• [INPUT RECORDS]
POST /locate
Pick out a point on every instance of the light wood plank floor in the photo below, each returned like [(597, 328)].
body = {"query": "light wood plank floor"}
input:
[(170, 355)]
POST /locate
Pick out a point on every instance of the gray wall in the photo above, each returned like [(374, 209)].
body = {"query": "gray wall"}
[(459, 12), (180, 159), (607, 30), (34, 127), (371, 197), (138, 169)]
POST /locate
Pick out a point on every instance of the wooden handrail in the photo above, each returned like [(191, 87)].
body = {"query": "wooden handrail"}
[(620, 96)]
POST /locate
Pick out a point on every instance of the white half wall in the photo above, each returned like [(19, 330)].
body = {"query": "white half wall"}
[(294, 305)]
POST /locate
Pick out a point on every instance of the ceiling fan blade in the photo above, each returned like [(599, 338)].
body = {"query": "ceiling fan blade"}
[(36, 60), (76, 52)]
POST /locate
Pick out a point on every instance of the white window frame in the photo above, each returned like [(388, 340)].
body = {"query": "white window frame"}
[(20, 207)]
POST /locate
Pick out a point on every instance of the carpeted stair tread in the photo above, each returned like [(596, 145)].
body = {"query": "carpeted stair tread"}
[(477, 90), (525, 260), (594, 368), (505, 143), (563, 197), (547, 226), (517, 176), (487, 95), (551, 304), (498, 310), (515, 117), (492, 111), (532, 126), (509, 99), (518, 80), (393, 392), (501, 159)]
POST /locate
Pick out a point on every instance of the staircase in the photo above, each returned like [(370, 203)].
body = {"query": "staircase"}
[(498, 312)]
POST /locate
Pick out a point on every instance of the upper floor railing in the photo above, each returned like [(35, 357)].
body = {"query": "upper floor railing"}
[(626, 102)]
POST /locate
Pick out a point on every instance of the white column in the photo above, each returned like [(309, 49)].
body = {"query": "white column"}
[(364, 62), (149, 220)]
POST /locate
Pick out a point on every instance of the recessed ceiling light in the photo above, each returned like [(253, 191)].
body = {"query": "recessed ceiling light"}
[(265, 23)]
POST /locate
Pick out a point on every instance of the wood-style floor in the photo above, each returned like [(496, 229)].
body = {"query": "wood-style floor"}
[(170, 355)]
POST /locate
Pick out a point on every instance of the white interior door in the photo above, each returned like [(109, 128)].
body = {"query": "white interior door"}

• [PROBLEM DESCRIPTION] Whichever lines of the material hold the word "door", find and copy them.

• [SOLUTION FOR THIS TASK]
Pick out a point on every instance of the white interior door in the photo above, each returned like [(109, 128)].
body = {"query": "white interior door"}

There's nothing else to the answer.